* _Task_
Count the lines in the listing below that contain the string "When", where case counts, and reply with only that number.

────────

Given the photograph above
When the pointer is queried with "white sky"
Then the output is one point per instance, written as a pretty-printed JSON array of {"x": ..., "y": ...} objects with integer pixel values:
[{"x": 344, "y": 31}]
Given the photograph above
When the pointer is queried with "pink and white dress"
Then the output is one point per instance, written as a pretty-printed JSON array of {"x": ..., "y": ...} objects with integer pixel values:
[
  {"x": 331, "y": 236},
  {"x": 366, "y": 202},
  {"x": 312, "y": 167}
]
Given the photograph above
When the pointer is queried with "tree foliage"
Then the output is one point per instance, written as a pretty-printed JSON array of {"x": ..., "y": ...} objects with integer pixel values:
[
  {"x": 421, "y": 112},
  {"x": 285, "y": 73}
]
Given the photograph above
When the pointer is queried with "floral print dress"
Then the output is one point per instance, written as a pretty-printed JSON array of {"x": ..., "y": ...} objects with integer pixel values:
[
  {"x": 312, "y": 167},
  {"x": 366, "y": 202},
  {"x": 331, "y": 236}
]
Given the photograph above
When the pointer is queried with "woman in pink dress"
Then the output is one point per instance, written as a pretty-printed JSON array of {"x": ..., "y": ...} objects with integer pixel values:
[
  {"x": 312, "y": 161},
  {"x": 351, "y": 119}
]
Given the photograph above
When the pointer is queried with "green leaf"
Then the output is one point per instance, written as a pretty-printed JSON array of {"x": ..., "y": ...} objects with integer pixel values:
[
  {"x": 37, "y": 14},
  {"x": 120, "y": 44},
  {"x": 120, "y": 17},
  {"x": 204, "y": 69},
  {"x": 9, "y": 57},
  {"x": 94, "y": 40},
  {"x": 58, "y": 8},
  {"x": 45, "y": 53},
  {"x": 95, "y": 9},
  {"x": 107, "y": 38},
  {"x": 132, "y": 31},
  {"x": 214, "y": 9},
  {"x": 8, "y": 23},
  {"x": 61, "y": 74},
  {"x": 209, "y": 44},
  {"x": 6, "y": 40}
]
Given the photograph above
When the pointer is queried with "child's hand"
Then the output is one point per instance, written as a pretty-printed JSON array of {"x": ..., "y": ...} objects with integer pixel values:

────────

* _Solution below_
7